Given text:
####

If the argument against Covid vaccines is that they do not prevent severe outcomes, how is that argument not pro-vaccine?
There is no such thing as "severe efficacy".
And the statemrnt : ". . . do not prevent severe outcomes, how is that argument not pro-vaccine?" does not in any way imply that it is pro-vaccine! It could just as well be making a point that the vaccines don't prevent anything at all!
February was crazy... I went to jail twice! One of those times was a miracle... so strange to have the Blessed Virgin Mary lift you up and make you fall on your butt on the sidewalk leading to, as you would later find out after your lawyer did some discovery, a manager at the grocery store that knows you calling 911 which brought out one of the notoriously, let's say, extra-vigilant, local police to pick you up for public intox and hauling you off to a night in jail that eventually gets you straightened out on the same day that your mother finished praying a 9 day novena for you. And all this jail crap started MLK weekend of 2022 or pretty much the beginning of the post-covid era, so these recent experiences seem to be reiterating an important point about our current broader social circumstances...

####

How to complete this task: Continue the forum comments on Covid vaccines and jail, picking up after the last sentence.

####

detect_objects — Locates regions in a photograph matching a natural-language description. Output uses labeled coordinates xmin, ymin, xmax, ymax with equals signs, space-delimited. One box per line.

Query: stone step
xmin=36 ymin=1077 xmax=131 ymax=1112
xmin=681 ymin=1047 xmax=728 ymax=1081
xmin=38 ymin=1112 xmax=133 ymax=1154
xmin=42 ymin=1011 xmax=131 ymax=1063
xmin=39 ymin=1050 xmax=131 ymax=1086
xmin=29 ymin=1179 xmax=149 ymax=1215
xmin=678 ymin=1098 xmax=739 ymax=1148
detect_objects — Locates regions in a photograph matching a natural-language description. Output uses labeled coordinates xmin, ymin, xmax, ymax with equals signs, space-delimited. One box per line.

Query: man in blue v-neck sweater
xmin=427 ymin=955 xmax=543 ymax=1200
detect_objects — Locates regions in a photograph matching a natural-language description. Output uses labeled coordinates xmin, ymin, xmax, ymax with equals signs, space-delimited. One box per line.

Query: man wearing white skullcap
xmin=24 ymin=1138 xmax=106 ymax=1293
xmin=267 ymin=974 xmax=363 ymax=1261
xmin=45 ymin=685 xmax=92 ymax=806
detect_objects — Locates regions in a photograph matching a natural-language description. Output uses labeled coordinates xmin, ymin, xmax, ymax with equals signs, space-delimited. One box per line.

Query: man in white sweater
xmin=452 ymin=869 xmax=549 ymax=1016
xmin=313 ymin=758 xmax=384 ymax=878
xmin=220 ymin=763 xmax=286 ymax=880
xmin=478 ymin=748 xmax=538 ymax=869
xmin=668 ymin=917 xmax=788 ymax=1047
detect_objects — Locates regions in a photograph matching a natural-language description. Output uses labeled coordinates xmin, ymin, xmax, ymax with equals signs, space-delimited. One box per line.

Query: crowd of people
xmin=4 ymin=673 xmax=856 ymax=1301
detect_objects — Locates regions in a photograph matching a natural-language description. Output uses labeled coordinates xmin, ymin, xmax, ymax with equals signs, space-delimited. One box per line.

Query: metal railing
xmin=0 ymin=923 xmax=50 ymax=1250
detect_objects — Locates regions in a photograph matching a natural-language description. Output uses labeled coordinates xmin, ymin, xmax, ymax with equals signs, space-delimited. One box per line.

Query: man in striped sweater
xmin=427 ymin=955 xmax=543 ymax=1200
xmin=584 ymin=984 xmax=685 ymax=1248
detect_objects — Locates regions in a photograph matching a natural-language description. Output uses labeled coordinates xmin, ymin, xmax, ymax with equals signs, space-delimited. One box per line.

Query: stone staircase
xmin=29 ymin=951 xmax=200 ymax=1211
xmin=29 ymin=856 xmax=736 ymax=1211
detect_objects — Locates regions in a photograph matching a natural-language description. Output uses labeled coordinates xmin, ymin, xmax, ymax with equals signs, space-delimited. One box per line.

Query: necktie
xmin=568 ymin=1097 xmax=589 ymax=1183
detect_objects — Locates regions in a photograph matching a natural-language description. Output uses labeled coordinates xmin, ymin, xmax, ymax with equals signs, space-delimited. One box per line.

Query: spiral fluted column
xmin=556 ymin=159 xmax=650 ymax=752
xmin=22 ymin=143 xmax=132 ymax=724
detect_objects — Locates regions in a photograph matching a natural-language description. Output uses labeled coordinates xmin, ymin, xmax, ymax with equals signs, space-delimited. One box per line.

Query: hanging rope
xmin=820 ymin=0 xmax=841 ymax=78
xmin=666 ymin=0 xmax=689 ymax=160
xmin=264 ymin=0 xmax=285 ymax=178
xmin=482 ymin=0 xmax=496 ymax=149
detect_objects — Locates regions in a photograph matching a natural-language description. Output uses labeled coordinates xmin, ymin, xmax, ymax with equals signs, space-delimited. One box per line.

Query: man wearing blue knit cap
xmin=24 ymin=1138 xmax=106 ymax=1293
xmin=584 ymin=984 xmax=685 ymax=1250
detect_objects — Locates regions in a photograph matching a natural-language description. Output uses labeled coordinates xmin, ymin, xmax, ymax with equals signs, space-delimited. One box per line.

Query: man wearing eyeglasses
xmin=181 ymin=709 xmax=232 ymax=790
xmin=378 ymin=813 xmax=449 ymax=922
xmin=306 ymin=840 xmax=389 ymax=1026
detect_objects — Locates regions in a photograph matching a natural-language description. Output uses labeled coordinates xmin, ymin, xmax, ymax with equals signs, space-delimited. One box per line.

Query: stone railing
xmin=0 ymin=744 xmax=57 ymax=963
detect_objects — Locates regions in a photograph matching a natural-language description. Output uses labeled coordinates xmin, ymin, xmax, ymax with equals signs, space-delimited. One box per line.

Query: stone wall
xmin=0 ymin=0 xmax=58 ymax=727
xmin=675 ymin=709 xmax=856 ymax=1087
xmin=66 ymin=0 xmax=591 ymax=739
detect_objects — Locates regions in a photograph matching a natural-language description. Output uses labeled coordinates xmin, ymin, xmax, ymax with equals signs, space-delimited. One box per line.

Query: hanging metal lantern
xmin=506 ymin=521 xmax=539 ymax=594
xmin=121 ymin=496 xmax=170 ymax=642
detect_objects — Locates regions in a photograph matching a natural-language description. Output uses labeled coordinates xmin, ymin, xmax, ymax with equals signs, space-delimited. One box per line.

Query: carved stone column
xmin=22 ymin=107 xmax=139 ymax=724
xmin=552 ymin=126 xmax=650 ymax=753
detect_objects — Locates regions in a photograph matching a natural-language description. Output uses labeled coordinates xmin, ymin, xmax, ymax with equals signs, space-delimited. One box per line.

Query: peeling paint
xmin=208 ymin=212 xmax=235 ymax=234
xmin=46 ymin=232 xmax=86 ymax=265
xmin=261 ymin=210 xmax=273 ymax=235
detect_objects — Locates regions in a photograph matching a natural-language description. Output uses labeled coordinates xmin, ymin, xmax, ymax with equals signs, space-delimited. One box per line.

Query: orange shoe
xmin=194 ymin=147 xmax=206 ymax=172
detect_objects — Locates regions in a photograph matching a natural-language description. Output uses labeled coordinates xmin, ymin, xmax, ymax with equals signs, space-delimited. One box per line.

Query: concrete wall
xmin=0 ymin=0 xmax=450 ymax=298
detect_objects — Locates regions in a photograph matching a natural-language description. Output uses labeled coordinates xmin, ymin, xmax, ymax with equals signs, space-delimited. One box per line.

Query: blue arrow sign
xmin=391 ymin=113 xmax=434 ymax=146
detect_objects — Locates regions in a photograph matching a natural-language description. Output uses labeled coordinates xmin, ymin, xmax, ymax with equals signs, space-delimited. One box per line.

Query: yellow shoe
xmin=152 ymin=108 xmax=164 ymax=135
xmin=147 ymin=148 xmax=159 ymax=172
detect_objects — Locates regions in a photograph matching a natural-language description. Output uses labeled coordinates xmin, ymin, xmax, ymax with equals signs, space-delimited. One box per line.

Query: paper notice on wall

####

Reply to the exercise:
A little spirituality can make one's reality a lot more interactive; anyway
I couldn't understand this post at first, but I identified with it in the way that I can often write stuff that to me is extremely penetrating and crystalline which emerges in a moment of inspiration out of a backdrop that temporarily assumes the validity of universally understood truth (not unlike the miracle I've recounted above) Also, probably my greatest pleasure is occasionally being provocative in a way that allows another person to connect some dots in a way that surprises them, and it feels as if elaborating too much would detract from that. Another passion of mine is finding out that I'm wrong... so, it's odd but I feel more kinship with Unglossed than I have with any writing project... other than probably Kafka's "Metamorphosis" and Beckett's "Molloy", which is strange company... I haven't ever explicitly thought that before, Kafka, Beckett... Mowrey?
But going through the comments it's like oh yeah I remember Brian's position now... *a week later* OH WOW, yeah it's like the "turtles all the way down" recounting of how vaccines are trialed in a way that makes their adverse effects practically nonexistent, but one of a more analytical utilitarian persuasion might argue that the net positive would outweigh the negative effects of viruses running amok (this is essentially coded into the trialing structure itself as an ethic that you can't not give someone a vaccine) but you can't be outright about something like that... so for those who wish to be analytically consistent you have to take it back to what even am viruses* in the grand scheme of things.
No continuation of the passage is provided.